## Extract
** begin **

Victoria's Granddaughters; the Five Who Became Queens in Their Own Right

Article excerpt


Some years ago, that inveterate chronicler of the royals, the late Theo Aronson, wrote a book about Queen Victoria's descendents called "Grandmama of Europe." At the dawn of the 20th century, Victoria's son King Edward VII was commonly known as "Uncle of Europe" because of an enthusiasm at least equal to hers for marrying off kinfolk into continental royal families.

"Born to Rule" takes us behind those sobriquets and tells the stories of Edward's youngest daughter and four of his nieces who by 1914 were the consorts of European monarchs: Queen Maud of Norway (1869-1938), Queen Sophie of Greece (1870-1932), Queen Marie of Romania (1875-1938), Queen Ena of Spain (1887-1966), and Empress Alexandra of Russia (1872-1918).

An odd quintet, these women, but their stories provide an unusual take on aspects of European history in the first decades of the last century. Only Edward's daughter, Maud, might be said to have had a really good experience on her throne, although she had evidently neither hoped nor even expected to rise to that position. Married to her cousin, a young Danish prince serving in the navy, Maud was enjoying a life divided between Copenhagen and her beloved native England and thought of herself as the last princess suited to being a queen. She had reckoned without the dynastic ambitions of her father, however.

Never one to let an opportunity slip past him, Edward saw to it that his son-in-law was elected to the throne of Norway on its separation from Sweden in 1905. No one, apparently, was more surprised than his daughter: "Behold! I am a Queen !!! Who would have thought it! And I am the very last person to be struck on a throne ! I am actually getting accustomed to being called 'Your Majesty'! And yet often pinch myself to feel if I am not dreaming!"

** end **

## Data excerpt
** begin **

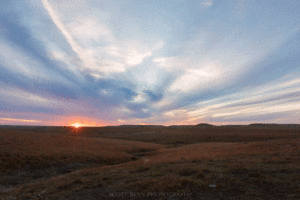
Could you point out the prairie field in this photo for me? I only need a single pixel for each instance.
(150, 162)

** end **

## Set of tasks
• a. According to the article excerpt on Victoria's granddaughters, which country's throne was Maud's husband elected to, and in what year?
• b. Output the article excerpt on Victoria's granddaughters from "Some years ago, that" to "continental royal families.".
• c. Carry the article excerpt about Victoria's royal granddaughters on past its final sentence.
The data is from an unrelated source.

## Responses per task
• a. Norway, in 1905.

• b.
Some years ago, that inveterate chronicler of the royals, the late Theo Aronson, wrote a book about Queen Victoria's descendents called "Grandmama of Europe." At the dawn of the 20th century, Victoria's son King Edward VII was commonly known as "Uncle of Europe" because of an enthusiasm at least equal to hers for marrying off kinfolk into continental royal families.

• c.
Initially appalled, Maud discovered to her delight that Norway was just the sort of nation whose queen she was ideally suited to be: no court society to be bothered with and a populace who adored her down-to-earth manner, athleticism (she skied into her 60s), and lack of airs and graces. They didn't even mind her prolonged absences from Oslo when she indulged her passion for still simpler living at her house on the Sandringham estate back home in Norfolk.

Enormously popular for her 33 years as queen, her legacy is a monarchy that continues to this day to be a resounding success: Her grandson, Harald, is as popular today as she was in her day. As was her son, Olav, who, when told that he needed a bodyguard as he walked about Oslo, replied that he had millions of bodyguards: the people of Norway.

Queen Victoria's other crowned granddaughters did not fare as well in their adopted countries. Marie of Romania was one of the Allied heroines of World War I for her role in encouraging her kingdom's resistance to the aggression of the Central Powers. At the Versailles Peace Conference, her rather over-the-top charm failed to entrance Woodrow Wilson, but her superstar status with other politicians there and with the world press played an undoubted role in doubling the size of Romanian territory overnight.

Marie enjoyed another moment in the spotlight during a triumphal tour of the United States in 1926, but back home she was caught up in political intrigue and eventually frozen out of any influence by her notorious son, King Carol.

Sophie of Greece rode a rollercoaster from euphoric popularity after Hellenic successes in the Balkan Wars which preceded the global conflict of 1914-1918 to scapegoat as she and her husband sought to insulate their nation from involvement in the world war.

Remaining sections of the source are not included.